All in all, it’s not at all bad. The concept of including a full-length novel in every issue, as opposed to endless serials, is one that really appealed to me and I was pleased to see that format continued in the latest revival. Before we get to that, however.

‘Startling Stories No. 1’ (Wild Cat Books 2007) at just 66 pages, including the covers, is half the size of that 1939 pulp. It does copy the original logo, but the reduced page count obviously put paid to any chance of the publisher continuing the original novel, plus a couple of short stories format.

The other major difference is that they decided to introduce a series of shared worlds, in which multiple authors are invited to contribute stories to. Each story is preceded by a description of the characters and the worlds in which they operate. I confess this didn’t really fill me with much hope.

The late Tom Johnson was perhaps best known as a highly respected pulp historian. He edited the pulp fanzine, ‘Echoes’, which ran for one hundred issues. Frankly, his fiction was a touch less impressive. It has to be said that he was an unashamed writer of pulp pastiches and he can’t be criticised too strongly for that but I remember one writer of my acquaintance commenting that Johnson’s pulp hero fiction was derivative to the point of plagiarism.

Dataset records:
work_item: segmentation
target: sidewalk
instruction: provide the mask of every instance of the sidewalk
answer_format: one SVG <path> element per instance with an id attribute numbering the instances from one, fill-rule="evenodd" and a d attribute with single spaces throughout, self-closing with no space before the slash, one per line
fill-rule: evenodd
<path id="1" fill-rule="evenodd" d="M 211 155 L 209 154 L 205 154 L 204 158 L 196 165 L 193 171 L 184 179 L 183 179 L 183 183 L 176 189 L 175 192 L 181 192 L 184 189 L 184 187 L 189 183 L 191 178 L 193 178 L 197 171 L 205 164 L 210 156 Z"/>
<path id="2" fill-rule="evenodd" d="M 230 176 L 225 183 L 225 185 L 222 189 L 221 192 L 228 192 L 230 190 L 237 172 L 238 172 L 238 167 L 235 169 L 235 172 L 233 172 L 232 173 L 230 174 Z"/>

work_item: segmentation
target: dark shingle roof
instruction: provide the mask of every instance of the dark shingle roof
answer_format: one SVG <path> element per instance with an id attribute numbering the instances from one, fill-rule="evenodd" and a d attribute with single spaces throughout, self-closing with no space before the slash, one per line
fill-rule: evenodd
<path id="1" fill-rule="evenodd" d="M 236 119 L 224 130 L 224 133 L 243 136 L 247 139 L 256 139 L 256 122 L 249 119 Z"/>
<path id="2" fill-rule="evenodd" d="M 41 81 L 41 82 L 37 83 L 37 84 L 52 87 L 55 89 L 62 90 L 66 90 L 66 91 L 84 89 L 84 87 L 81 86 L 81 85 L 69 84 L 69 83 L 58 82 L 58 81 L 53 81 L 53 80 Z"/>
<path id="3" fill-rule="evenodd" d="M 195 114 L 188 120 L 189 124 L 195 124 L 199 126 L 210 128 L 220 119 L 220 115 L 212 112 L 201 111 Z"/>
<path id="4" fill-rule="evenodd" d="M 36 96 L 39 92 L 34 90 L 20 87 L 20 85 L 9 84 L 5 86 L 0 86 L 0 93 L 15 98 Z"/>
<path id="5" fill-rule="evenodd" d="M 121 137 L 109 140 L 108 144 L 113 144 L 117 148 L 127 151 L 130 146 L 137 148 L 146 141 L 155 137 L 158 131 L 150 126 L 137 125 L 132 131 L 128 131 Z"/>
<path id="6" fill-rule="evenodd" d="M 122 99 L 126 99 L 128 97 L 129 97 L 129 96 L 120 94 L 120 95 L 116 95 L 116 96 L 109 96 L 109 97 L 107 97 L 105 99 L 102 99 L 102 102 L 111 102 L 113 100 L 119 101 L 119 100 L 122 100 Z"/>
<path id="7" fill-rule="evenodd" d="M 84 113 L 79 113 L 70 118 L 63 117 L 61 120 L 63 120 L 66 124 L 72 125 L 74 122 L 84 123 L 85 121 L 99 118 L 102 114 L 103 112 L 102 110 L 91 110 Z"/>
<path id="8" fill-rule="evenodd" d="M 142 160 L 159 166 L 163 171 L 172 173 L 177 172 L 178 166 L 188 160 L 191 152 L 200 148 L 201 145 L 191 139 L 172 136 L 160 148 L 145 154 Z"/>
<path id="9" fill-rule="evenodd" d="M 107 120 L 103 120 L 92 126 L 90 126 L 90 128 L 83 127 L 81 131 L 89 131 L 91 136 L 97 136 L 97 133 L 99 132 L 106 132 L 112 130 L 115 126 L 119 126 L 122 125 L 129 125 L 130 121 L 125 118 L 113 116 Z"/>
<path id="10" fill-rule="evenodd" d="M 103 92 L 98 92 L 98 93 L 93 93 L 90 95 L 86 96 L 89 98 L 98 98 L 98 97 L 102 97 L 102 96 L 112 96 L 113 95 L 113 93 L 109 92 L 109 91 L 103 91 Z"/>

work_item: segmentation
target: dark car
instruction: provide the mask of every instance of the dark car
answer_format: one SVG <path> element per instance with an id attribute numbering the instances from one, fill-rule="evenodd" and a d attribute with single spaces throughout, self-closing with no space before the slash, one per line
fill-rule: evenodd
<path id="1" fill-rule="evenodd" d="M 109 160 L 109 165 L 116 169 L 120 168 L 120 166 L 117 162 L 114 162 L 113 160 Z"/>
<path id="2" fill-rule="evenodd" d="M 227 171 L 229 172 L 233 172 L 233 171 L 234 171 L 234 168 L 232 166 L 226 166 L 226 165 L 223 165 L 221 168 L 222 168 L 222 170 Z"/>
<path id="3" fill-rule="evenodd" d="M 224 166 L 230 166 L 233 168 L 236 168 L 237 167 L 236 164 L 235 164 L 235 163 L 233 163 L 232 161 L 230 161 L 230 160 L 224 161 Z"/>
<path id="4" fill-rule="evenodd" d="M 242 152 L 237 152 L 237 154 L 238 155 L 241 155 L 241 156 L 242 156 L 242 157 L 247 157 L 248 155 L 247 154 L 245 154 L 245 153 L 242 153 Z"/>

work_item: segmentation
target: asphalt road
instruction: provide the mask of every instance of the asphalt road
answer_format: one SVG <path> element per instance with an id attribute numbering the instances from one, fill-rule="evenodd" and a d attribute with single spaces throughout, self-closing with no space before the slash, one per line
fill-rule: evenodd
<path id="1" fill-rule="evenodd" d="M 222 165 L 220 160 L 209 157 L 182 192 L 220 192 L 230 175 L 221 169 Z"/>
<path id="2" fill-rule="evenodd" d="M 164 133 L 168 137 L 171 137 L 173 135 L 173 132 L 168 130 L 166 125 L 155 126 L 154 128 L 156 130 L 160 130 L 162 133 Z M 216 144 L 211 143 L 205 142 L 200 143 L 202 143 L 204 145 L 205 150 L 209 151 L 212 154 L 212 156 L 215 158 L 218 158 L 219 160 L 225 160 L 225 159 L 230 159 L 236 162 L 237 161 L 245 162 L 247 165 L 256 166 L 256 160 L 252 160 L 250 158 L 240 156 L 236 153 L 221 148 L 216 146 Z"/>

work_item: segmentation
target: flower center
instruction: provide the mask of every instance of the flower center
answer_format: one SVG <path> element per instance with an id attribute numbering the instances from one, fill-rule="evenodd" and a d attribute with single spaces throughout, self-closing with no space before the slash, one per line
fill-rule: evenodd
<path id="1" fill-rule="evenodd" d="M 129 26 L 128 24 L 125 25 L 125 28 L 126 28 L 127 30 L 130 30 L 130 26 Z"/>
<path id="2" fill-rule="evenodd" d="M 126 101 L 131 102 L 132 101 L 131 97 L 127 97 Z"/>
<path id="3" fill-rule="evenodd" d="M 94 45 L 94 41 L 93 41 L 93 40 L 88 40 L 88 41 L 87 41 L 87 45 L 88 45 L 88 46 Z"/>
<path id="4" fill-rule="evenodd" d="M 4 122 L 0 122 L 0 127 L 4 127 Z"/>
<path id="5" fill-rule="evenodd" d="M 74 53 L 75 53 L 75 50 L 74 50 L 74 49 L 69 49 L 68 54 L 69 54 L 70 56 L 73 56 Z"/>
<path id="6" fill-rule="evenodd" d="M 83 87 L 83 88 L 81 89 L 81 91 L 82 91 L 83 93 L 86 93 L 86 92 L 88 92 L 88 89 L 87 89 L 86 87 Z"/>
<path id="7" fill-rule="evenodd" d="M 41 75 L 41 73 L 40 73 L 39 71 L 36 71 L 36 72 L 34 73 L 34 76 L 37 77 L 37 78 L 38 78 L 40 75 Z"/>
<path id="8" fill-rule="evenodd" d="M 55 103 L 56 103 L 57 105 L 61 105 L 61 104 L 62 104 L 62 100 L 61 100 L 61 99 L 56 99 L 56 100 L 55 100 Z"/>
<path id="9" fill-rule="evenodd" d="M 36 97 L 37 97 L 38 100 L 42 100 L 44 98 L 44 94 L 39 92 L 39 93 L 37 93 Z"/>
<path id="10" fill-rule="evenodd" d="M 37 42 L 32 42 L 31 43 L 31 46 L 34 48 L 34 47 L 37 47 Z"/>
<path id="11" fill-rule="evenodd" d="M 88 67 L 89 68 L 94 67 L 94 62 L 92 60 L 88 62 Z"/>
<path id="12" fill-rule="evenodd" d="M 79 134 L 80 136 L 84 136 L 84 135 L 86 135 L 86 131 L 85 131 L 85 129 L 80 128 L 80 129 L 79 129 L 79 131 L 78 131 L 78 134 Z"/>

SHORT TASK 1: According to the review excerpt on the Startling Stories revival, for how many issues did the fanzine 'Echoes' run?
SHORT TASK 2: Reproduce the passage from the Startling Stories review, starting with "All in all, it’s" and going on through "short stories format.".
SHORT TASK 3: Take the review of the Startling Stories revival further, beginning after its final sentence.

ANSWER 1: One hundred issues.

ANSWER 2:
All in all, it’s not at all bad. The concept of including a full-length novel in every issue, as opposed to endless serials, is one that really appealed to me and I was pleased to see that format continued in the latest revival. Before we get to that, however.

‘Startling Stories No. 1’ (Wild Cat Books 2007) at just 66 pages, including the covers, is half the size of that 1939 pulp. It does copy the original logo, but the reduced page count obviously put paid to any chance of the publisher continuing the original novel, plus a couple of short stories format.

ANSWER 3:
The introduction to the world of Captain Danger includes a description of various alien races, so clichéd that I began to despair. We have races evolved from cats, insects, lizards and the inevitable androids.

I have to be brutally honest here that if I hadn’t decided to include the first issues of all three iterations of ‘Startling Stories’ in one all-encompassing review/comparison, I would not have even finished ‘Calling Captain Danger’! It faithfully encompasses all the faults that we attribute to the times the stories in that original 1939 issue were written and actually goes further.

Unfortunately, there’s nothing in the least bit thought-provoking to balance that archaic wrong-headedness out. From the insane concept of an air show, involving 1500 spaceships flying at incredible speeds, yet coming within yards of the planet’s surface, let alone of each other, to the rather silly situation of assorted females of various alien races fawning all over Captain Steve Danger, there’s nothing to recommend here at all.

Even the character name, Captain Danger, is lifted from an actual pulp character. The original Captain Danger was one of many air ace characters who appeared around the beginning of World War Two. Created by ‘Lt. Scott Morgan’, the house name for F.E. Reichnitzer and Robert S. Brown, he appeared in a dozen or so issues of ‘Air War’ beginning in February 1940.

He was an air ace and ‘air spy’ who, in the words of one critic, ‘travelled far and wide, taking whatever assignments and missions came his way much to the regret of the Axis powers’. If nothing else, this made me quite thankful that this run of ‘Startling Stories’ didn’t boast a big enough page-count to allow the inclusion of a novel-length cover story.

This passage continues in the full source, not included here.